Stored data entries:

┄┄┄┄┄┄

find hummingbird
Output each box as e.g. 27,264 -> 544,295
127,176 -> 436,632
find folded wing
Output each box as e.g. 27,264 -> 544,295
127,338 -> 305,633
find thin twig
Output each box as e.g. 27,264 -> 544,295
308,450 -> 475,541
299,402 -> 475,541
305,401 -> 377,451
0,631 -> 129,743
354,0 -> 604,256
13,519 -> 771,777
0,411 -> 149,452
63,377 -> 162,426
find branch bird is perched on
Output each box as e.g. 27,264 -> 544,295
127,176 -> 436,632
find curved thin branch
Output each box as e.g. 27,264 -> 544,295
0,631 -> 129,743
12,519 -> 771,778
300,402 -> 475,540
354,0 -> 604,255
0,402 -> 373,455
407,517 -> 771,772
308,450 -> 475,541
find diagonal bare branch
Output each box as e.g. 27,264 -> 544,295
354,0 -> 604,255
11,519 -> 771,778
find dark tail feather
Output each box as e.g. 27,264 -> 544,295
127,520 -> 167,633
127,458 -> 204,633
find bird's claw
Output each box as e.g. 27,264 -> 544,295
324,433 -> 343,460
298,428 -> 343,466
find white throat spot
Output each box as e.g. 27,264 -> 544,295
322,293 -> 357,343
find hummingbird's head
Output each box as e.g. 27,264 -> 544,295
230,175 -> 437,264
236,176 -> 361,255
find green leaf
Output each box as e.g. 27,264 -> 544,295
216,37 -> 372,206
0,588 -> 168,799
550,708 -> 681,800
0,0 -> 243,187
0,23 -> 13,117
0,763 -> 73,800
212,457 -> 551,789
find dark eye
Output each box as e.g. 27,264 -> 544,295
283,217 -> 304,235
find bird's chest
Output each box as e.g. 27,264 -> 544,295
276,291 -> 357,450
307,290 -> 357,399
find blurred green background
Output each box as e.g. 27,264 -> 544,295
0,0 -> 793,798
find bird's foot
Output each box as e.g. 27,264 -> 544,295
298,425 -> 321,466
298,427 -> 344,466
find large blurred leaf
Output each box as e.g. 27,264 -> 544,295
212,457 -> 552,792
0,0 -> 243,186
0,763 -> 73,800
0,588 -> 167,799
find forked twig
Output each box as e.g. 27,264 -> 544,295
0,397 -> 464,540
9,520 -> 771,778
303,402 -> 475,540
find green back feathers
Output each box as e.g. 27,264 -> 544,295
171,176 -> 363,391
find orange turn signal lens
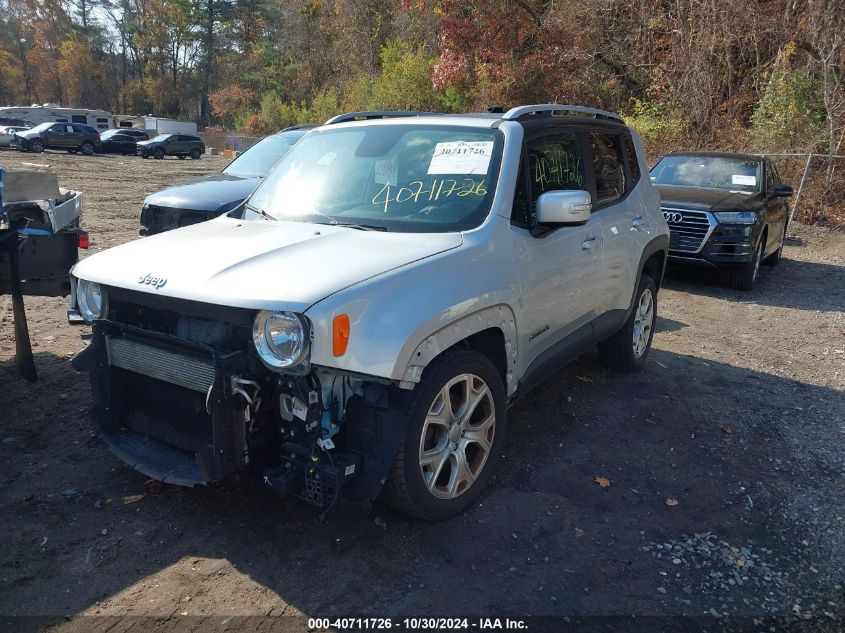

┄┄┄┄┄┄

### TASK BRIEF
The complete set of records should be written out again, pictures excluded.

### RESPONSE TO THIS TASK
find hummingbird
Output each box as e.g. 27,264 -> 544,295
127,176 -> 436,632
find folded wing
Output each box as e.g. 27,264 -> 544,295
127,338 -> 305,633
find thin twig
Output each box as e.g. 27,264 -> 544,295
308,450 -> 475,541
299,402 -> 475,541
305,401 -> 377,451
0,631 -> 129,743
354,0 -> 604,256
13,519 -> 771,777
0,411 -> 149,452
63,377 -> 162,426
find branch bird is perched on
Output each box as e.g. 27,264 -> 544,295
127,176 -> 436,632
find curved thin branch
Output each box as e.g. 27,264 -> 544,295
0,631 -> 129,743
12,519 -> 771,778
300,402 -> 475,540
354,0 -> 604,255
0,402 -> 373,455
407,517 -> 771,772
308,450 -> 475,541
find diagonal bare branch
Output each box as e.g. 27,264 -> 544,295
354,0 -> 604,255
11,519 -> 771,778
find dark tail feather
Output each box as e.g. 27,264 -> 544,295
127,520 -> 167,633
127,458 -> 204,633
find bird's claw
Output each box as e.g. 27,264 -> 544,295
324,433 -> 343,460
298,428 -> 343,466
find white throat spot
Output each box as e.g. 27,264 -> 544,295
322,293 -> 357,343
find hummingbird's head
Output each box as e.g. 27,264 -> 544,295
230,175 -> 437,264
236,176 -> 361,255
find green leaf
Output each box as e.g. 27,264 -> 544,295
216,37 -> 372,206
0,588 -> 168,799
550,708 -> 681,800
0,0 -> 243,187
0,23 -> 13,117
0,763 -> 73,800
212,457 -> 551,789
find dark eye
Output each box as e.g. 27,264 -> 544,295
283,217 -> 304,235
find bird's chest
Output each box as e.g. 27,264 -> 544,295
276,291 -> 357,450
307,290 -> 357,399
find blurred green background
Output each box as e.g. 27,264 -> 544,295
0,0 -> 793,798
find bird's foot
Output each box as e.g. 27,264 -> 544,295
298,425 -> 321,466
298,427 -> 344,466
find large blurred leaf
Output each box as e.g. 27,264 -> 544,295
212,457 -> 552,792
0,0 -> 243,186
0,763 -> 73,800
0,588 -> 167,799
find forked twig
Output each box as e.g. 27,264 -> 544,295
0,397 -> 464,540
9,520 -> 771,778
303,402 -> 475,540
find green back feathers
Output each box as e.g. 27,264 -> 544,295
171,176 -> 363,391
find orange turn signal lens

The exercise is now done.